Referring expression pointing data:
==*==
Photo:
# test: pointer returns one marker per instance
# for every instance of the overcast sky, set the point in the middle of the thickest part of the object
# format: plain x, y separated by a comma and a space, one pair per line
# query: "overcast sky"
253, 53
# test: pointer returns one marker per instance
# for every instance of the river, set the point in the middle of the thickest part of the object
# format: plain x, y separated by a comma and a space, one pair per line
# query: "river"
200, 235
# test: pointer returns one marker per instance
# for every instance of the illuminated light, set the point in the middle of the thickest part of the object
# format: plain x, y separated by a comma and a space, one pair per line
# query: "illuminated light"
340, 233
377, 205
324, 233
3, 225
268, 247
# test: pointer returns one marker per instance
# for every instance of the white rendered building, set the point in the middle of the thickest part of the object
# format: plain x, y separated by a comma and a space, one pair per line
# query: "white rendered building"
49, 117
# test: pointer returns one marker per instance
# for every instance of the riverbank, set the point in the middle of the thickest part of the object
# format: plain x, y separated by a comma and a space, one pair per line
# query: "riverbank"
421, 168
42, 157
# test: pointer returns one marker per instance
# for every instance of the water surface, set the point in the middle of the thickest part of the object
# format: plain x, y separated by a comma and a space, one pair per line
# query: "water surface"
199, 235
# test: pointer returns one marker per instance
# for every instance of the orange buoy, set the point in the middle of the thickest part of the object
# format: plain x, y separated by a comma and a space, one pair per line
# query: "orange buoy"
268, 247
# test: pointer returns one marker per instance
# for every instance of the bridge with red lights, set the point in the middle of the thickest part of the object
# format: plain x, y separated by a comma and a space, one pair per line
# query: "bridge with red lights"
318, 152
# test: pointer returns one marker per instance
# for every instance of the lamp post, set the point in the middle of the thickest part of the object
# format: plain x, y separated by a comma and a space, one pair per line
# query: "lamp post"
==*==
▶ _ABOUT THIS EXERCISE_
Please determine how many lines of the records above include the word "middle", replying with a number alone.

▶ _TASK ANSWER_
9